_SHORT EXERCISE_: Rewrite the records below, replacing each "on its own line" with "on a separate line" and keeping everything else the same.

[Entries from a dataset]
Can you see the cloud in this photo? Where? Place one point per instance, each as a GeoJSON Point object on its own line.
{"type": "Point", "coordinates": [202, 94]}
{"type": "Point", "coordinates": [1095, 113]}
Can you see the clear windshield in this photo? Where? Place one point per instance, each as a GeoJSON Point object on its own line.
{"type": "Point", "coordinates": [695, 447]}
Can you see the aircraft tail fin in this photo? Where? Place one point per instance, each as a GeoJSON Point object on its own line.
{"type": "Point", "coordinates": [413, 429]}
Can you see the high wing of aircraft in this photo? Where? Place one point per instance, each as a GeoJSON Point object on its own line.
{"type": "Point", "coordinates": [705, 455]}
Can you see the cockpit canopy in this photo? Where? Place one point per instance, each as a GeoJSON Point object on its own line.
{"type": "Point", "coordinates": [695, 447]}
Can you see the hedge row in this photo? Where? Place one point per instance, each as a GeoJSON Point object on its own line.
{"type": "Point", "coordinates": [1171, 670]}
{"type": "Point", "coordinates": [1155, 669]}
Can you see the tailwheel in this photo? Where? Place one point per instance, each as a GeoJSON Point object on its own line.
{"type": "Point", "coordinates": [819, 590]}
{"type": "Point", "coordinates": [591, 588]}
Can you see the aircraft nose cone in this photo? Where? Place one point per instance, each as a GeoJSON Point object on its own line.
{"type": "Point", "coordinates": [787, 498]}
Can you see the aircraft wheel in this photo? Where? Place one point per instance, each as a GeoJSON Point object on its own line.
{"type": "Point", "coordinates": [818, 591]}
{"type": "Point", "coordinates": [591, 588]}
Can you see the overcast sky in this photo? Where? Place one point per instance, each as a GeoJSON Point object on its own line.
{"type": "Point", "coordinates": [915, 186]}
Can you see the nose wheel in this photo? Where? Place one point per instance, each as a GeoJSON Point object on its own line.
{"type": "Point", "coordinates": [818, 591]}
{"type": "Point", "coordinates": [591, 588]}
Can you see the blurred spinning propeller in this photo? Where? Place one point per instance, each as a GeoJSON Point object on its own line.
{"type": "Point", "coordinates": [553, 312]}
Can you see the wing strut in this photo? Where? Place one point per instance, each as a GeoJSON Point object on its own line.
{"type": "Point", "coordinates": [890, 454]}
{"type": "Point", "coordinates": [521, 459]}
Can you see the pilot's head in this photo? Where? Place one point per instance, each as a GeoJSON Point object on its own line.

_FINAL RESULT_:
Can you see the cloud in this photo? Where? Place one point per instance, each as a GeoJSON Point object on a separate line.
{"type": "Point", "coordinates": [202, 94]}
{"type": "Point", "coordinates": [1095, 113]}
Can you see the clear windshield in this photo? Where? Place one point per instance, each as a GeoJSON Point object on a separate line.
{"type": "Point", "coordinates": [695, 447]}
Can you see the aircraft tail fin in this photo? Where? Place one point per instance, each as a GeoJSON Point object on a separate line.
{"type": "Point", "coordinates": [413, 429]}
Can you see the high wing of aircraft in this photo? Where? Place one point per instance, each as a GeoJSON Point object on a separate line.
{"type": "Point", "coordinates": [705, 455]}
Can you see the cockpit canopy in this photo? Where? Place one point per instance, each as a GeoJSON Point object on a separate line.
{"type": "Point", "coordinates": [695, 447]}
Can you see the hedge row in this photo? Where? Place one point per instance, each as a GeoJSON Point object on a separate line.
{"type": "Point", "coordinates": [1171, 670]}
{"type": "Point", "coordinates": [1155, 669]}
Can you see the tailwheel in this photo? Where? Place one point per instance, each as a GeoJSON Point object on a separate line.
{"type": "Point", "coordinates": [819, 590]}
{"type": "Point", "coordinates": [591, 588]}
Can you see the aircraft nose cone in this photo? Where? Place one point per instance, each as a GeoJSON Point object on a separate line.
{"type": "Point", "coordinates": [787, 498]}
Can you see the aircraft wheel in this photo? Where? Place one point per instance, each as a GeoJSON Point object on a separate line.
{"type": "Point", "coordinates": [818, 591]}
{"type": "Point", "coordinates": [591, 588]}
Can you see the overcast sky in this photo? Where? Place one point per instance, each as a GeoJSON Point object on a separate line.
{"type": "Point", "coordinates": [915, 186]}
Can you see the nose wheel in this photo? Where? Place one point per instance, each as a GeoJSON Point object on a separate line.
{"type": "Point", "coordinates": [818, 591]}
{"type": "Point", "coordinates": [591, 588]}
Can you see the blurred spinning propeller in this photo? Where? Place one point per instance, each as a GeoJSON Point object on a separate line.
{"type": "Point", "coordinates": [553, 312]}
Can you see the wing strut in this photo? Where? Place one point per instance, each as a GeoJSON Point object on a separate line.
{"type": "Point", "coordinates": [890, 454]}
{"type": "Point", "coordinates": [521, 459]}
Can you see the pilot's head in this photo? Where? Place one point per instance, each as a GeoJSON Point object on a separate line.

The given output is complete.